◆ OBJECTIVE 1:
In the email exchange about bash process substitution, why does the reply call the -s test unreliable on a pipe?

On Sat 3/10/07 15:55 MST Eric Blake wrote:
> According to Tom Rodman on 3/10/2007 8:14 AM:
> > ~ $ /tmp/foo <(echo ABC)
> > + test -s /proc/self/fd/63
> > + echo 1
> >
> > The 'test -s "$file"' in the test run above should return 0.
>
> How do you figure? pipes are special file types, and st_size is
> unspecified in a stat() call on a pipe, so the -s test is unreliable in
> the first place. Not to mention there is an inherent race in your script
> (did the 'echo ABC' process run before or after the 'test -s
> /proc/self/fd/63' builtin of the script?). I maintain that there is no
> bug except in your script.
Coming at this from a strictly end user view point, not having
read the "process substitution" bash man page section carefully I
wrongly assumed the <(list) mechanism in bash would support
the test -s. Thanks for straightening me out. So the key issue
is that we're dealing w/named pipes, not files.

◆ MATERIAL FOR THE TASK:
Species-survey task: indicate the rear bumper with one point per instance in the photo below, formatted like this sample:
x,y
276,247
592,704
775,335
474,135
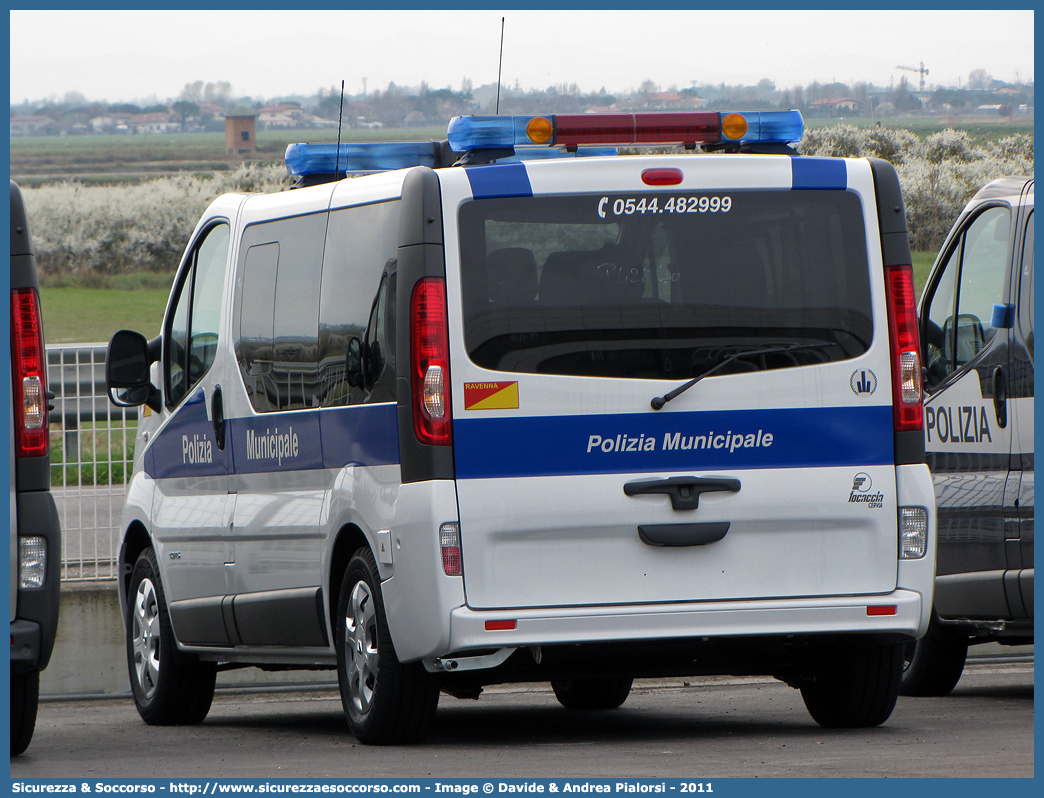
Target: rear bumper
x,y
783,617
37,608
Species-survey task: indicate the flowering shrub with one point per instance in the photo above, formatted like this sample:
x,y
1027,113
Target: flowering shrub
x,y
939,174
88,234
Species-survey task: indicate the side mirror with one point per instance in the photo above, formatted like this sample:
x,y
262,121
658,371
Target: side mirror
x,y
353,362
127,360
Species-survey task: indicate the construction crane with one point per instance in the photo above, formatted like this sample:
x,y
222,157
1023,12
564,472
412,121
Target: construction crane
x,y
922,69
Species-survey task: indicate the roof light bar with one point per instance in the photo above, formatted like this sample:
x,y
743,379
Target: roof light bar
x,y
325,159
534,137
467,133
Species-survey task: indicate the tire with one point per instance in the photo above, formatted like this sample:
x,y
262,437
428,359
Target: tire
x,y
933,664
24,701
857,687
385,701
601,693
170,688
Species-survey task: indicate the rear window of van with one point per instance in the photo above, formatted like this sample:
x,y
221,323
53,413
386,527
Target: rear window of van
x,y
662,286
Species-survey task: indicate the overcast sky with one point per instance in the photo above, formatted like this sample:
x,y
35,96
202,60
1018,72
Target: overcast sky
x,y
139,55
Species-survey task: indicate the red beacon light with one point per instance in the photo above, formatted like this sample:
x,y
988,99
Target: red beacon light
x,y
482,139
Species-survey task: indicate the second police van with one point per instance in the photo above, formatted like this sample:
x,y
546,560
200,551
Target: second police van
x,y
490,415
977,317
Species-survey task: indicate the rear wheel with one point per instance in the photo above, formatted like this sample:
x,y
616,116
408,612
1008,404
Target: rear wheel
x,y
933,664
601,693
856,687
24,700
170,688
385,701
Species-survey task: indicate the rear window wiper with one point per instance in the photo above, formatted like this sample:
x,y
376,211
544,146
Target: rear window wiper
x,y
659,401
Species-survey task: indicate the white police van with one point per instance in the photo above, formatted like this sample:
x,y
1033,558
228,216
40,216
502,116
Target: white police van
x,y
977,312
36,532
495,417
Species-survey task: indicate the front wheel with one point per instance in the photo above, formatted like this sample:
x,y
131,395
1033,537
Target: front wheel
x,y
855,687
170,688
385,701
24,701
600,693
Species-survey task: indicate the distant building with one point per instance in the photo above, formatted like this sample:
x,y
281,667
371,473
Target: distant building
x,y
284,115
159,121
240,134
31,125
835,106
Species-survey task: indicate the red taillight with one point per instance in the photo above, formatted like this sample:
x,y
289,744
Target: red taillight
x,y
29,370
577,130
883,610
500,626
430,362
906,390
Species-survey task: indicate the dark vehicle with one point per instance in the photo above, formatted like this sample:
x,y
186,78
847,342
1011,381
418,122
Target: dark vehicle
x,y
977,330
36,537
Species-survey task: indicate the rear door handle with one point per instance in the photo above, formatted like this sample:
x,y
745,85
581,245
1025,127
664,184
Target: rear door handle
x,y
684,491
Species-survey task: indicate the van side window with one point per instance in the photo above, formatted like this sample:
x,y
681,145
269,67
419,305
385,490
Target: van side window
x,y
360,243
194,324
959,311
276,315
306,288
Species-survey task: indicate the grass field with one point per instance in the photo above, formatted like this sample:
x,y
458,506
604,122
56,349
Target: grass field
x,y
91,315
120,159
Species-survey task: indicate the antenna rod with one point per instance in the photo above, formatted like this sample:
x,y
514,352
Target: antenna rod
x,y
500,65
340,112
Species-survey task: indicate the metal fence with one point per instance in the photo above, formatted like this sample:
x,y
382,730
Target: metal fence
x,y
92,455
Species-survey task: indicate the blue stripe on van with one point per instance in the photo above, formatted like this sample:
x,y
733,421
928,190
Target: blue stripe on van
x,y
186,446
364,435
499,180
820,172
722,440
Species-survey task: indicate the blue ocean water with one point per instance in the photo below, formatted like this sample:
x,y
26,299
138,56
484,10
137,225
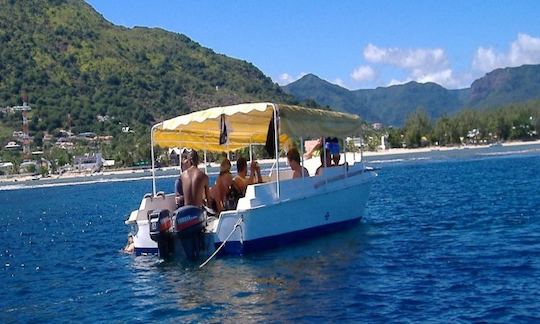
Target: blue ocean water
x,y
443,240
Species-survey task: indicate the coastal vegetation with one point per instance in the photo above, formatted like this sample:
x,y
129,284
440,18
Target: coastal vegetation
x,y
514,122
83,74
392,105
97,88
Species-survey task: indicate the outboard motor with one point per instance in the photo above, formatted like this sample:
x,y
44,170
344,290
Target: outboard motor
x,y
160,223
189,222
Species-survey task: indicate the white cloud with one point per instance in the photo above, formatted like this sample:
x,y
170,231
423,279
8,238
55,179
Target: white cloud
x,y
421,65
524,50
363,73
339,82
286,78
420,58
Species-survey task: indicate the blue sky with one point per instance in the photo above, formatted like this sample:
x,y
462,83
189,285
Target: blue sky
x,y
356,44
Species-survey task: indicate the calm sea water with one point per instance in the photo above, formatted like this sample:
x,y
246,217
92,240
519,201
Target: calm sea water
x,y
445,240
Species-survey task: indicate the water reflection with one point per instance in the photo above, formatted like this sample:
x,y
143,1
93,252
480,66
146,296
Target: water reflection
x,y
252,287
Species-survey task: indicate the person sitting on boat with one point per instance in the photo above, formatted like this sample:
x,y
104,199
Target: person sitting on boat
x,y
332,145
293,157
194,182
178,192
220,191
241,181
326,161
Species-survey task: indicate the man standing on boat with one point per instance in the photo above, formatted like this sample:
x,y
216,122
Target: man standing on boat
x,y
194,182
293,157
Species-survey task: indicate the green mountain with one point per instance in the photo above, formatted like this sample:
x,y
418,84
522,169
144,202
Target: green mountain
x,y
392,105
67,58
506,85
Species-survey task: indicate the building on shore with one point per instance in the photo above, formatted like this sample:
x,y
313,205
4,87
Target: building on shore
x,y
88,162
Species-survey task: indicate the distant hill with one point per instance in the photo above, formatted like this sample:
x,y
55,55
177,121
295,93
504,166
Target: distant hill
x,y
68,59
506,85
391,105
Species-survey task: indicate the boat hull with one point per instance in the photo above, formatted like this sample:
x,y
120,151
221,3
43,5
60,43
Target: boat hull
x,y
327,208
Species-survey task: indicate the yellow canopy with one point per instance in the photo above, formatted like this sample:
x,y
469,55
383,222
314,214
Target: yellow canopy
x,y
248,124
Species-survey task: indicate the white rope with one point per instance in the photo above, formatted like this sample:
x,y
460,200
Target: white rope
x,y
223,243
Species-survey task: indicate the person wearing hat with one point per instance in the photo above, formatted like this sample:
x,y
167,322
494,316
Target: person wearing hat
x,y
220,191
130,245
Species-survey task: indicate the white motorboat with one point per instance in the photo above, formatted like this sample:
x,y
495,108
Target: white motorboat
x,y
274,213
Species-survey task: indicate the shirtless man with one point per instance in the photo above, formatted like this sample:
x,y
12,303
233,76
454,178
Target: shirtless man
x,y
241,181
220,190
194,183
293,157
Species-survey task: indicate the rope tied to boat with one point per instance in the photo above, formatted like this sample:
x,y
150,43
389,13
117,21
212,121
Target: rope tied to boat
x,y
236,225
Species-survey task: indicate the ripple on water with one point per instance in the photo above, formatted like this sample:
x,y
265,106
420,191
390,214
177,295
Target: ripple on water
x,y
442,241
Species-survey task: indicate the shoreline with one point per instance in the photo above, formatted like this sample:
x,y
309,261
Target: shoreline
x,y
172,171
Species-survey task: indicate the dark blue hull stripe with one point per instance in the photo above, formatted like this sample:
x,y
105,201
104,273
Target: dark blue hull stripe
x,y
143,251
237,248
271,242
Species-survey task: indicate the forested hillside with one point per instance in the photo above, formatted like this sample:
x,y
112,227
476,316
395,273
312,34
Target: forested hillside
x,y
67,58
391,105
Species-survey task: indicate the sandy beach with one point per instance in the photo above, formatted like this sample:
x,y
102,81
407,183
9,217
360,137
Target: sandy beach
x,y
310,163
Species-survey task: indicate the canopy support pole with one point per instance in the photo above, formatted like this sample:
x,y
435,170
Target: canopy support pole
x,y
250,151
302,154
323,148
153,162
205,163
345,158
276,143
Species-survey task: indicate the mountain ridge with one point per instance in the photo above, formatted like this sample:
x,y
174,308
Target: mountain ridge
x,y
69,59
391,105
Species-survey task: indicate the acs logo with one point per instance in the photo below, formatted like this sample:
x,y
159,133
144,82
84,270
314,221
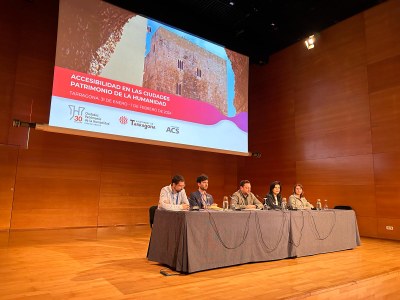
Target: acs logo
x,y
173,129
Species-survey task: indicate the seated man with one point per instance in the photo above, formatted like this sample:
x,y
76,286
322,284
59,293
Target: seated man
x,y
200,198
297,200
173,196
244,198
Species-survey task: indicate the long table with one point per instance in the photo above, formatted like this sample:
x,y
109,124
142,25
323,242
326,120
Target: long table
x,y
191,241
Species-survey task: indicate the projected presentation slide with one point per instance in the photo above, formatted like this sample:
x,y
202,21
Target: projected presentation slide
x,y
119,73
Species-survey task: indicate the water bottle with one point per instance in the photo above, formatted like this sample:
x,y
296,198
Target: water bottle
x,y
225,203
319,206
326,204
284,204
233,205
266,206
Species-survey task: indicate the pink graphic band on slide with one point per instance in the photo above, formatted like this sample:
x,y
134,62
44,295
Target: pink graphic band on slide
x,y
98,90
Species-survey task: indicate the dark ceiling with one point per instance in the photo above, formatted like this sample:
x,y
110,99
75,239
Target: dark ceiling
x,y
256,28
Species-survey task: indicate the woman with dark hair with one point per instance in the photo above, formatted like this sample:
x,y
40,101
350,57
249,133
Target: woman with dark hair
x,y
297,200
274,198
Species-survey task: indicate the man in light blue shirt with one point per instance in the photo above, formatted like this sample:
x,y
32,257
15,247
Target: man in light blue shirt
x,y
173,196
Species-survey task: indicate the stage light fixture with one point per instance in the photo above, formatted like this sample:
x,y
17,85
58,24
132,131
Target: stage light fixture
x,y
310,42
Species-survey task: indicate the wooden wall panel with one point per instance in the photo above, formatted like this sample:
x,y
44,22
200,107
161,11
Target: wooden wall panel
x,y
348,170
385,120
333,105
387,200
382,27
367,226
383,232
340,142
384,74
387,168
8,162
360,197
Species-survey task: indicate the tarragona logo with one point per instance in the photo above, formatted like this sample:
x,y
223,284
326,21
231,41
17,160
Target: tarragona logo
x,y
123,120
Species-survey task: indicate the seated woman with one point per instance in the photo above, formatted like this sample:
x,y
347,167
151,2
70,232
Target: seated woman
x,y
274,198
297,200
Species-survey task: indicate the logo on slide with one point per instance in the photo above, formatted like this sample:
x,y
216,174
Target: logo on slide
x,y
173,129
76,113
123,120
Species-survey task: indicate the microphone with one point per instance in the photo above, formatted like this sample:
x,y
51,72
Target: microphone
x,y
265,202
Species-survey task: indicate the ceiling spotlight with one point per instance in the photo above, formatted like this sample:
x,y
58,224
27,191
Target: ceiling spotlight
x,y
310,42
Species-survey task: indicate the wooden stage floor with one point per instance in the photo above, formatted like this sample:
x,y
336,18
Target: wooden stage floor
x,y
110,263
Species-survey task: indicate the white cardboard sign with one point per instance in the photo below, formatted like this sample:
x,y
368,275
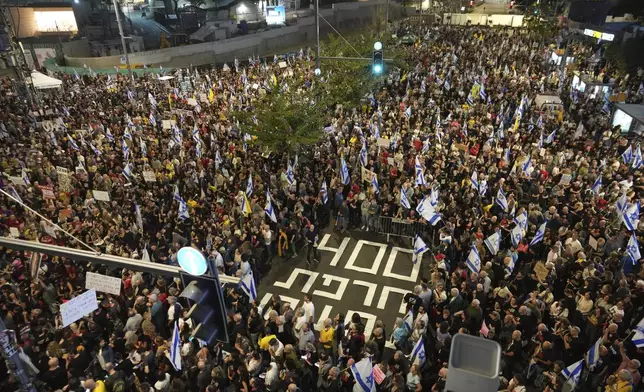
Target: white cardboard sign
x,y
103,283
77,307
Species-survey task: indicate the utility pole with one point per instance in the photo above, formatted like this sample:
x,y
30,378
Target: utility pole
x,y
16,56
127,58
317,34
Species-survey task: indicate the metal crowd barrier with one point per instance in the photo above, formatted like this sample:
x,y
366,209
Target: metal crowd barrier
x,y
399,227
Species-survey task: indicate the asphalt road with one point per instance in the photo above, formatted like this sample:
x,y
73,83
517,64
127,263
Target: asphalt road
x,y
358,272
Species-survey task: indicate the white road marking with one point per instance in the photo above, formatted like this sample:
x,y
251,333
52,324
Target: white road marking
x,y
371,291
328,278
384,295
338,251
376,263
392,260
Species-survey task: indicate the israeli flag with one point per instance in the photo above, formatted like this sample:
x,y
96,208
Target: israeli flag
x,y
474,178
363,374
631,217
627,155
474,260
633,249
517,236
73,143
622,204
247,284
363,154
125,149
637,158
344,173
270,212
325,193
174,351
527,165
249,186
493,242
25,177
420,177
593,354
290,177
374,184
109,136
572,373
419,248
551,137
418,356
538,236
501,200
483,187
127,172
408,320
597,185
403,199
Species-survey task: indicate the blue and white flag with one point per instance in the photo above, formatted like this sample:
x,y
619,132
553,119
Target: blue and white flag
x,y
374,184
363,374
551,137
493,243
249,186
363,154
593,354
501,200
108,135
517,236
597,185
474,260
418,356
408,320
73,143
290,177
572,373
25,177
419,248
174,351
420,176
125,149
474,178
637,158
631,217
403,199
247,284
627,155
633,249
538,236
344,172
325,193
127,172
270,212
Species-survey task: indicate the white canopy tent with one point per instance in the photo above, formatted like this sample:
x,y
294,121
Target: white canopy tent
x,y
42,81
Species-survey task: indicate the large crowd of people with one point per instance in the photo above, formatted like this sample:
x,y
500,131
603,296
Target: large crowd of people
x,y
536,247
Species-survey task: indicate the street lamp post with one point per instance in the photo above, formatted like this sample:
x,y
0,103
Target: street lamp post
x,y
127,58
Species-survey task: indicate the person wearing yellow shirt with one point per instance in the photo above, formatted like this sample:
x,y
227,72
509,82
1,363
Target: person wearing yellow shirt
x,y
264,342
326,336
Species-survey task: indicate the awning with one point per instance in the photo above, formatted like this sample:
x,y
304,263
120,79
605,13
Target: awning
x,y
42,81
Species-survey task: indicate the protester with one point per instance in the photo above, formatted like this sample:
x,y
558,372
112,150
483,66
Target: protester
x,y
535,213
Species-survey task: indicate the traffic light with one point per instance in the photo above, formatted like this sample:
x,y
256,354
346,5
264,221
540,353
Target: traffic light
x,y
208,310
378,63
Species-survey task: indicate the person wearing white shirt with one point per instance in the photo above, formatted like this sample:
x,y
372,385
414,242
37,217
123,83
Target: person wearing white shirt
x,y
309,309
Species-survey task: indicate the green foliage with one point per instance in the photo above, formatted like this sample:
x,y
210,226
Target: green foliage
x,y
284,120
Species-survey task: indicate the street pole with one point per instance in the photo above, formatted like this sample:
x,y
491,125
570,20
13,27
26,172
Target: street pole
x,y
127,58
317,34
10,351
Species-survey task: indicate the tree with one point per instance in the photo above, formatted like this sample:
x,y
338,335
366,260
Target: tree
x,y
284,121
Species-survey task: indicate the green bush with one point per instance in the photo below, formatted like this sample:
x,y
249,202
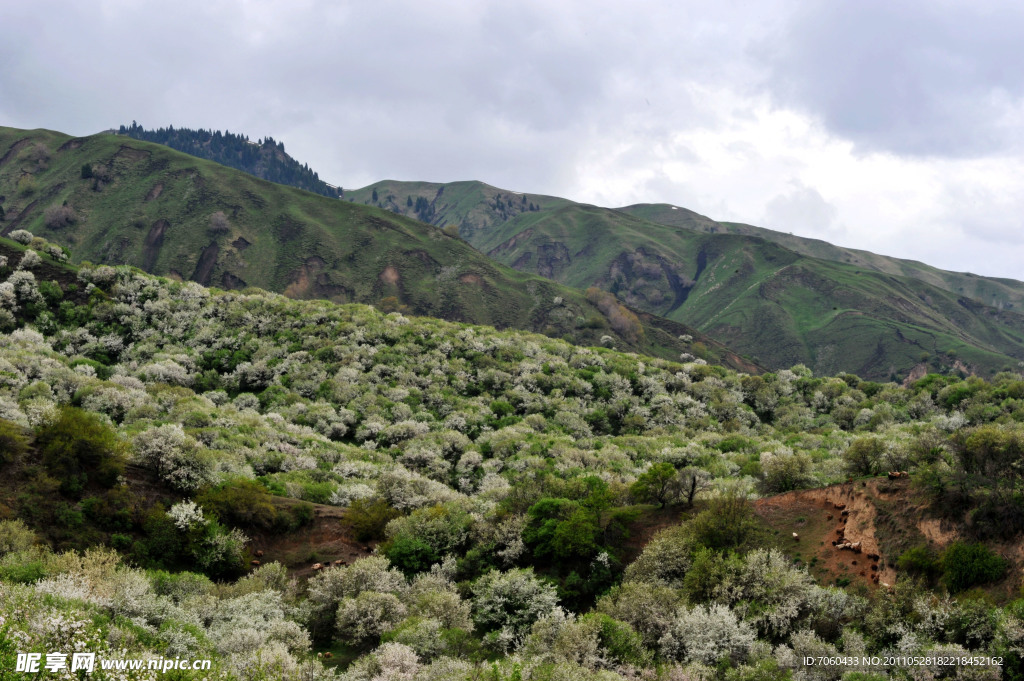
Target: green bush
x,y
919,560
77,447
368,517
12,441
240,502
411,554
966,565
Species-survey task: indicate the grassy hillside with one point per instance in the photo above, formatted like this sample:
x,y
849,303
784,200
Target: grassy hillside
x,y
470,207
995,292
116,200
872,315
762,299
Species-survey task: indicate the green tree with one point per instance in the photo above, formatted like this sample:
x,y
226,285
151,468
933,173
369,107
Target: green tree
x,y
78,444
658,484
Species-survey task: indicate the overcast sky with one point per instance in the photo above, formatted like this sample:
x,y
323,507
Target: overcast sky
x,y
897,127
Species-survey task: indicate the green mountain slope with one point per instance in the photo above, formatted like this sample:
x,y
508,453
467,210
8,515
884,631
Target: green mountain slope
x,y
996,292
116,200
877,316
470,206
265,159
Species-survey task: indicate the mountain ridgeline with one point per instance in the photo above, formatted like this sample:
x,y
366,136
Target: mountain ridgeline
x,y
114,200
264,159
780,300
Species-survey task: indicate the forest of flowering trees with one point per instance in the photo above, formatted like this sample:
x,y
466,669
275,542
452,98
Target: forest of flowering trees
x,y
499,475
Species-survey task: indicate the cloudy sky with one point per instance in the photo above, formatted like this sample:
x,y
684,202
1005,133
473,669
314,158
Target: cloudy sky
x,y
896,127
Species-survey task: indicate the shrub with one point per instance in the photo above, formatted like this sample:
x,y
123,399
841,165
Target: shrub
x,y
707,634
511,601
15,537
966,565
369,517
12,441
218,223
57,217
240,502
76,445
919,560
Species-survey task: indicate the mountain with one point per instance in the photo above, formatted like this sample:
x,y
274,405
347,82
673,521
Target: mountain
x,y
116,200
264,159
777,304
996,292
470,206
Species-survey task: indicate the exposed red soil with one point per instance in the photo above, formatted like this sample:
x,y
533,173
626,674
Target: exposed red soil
x,y
324,541
827,517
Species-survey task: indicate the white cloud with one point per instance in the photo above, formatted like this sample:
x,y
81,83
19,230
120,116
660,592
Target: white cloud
x,y
891,127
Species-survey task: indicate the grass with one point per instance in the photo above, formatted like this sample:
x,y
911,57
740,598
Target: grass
x,y
151,207
783,299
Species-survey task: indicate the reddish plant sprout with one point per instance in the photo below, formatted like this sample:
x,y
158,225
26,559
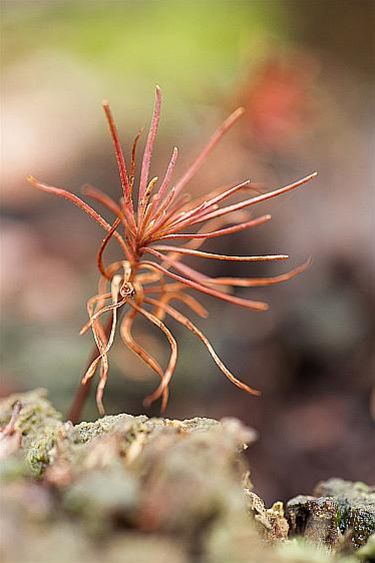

◆ OBJECTIVE 2:
Count the lines in the entries that contain the string "tarragona", treating uppercase and lowercase as different. Give only the number.

◆ SOLUTION 1:
Because st_size is unspecified in a stat() call on a pipe.

◆ SOLUTION 2:
2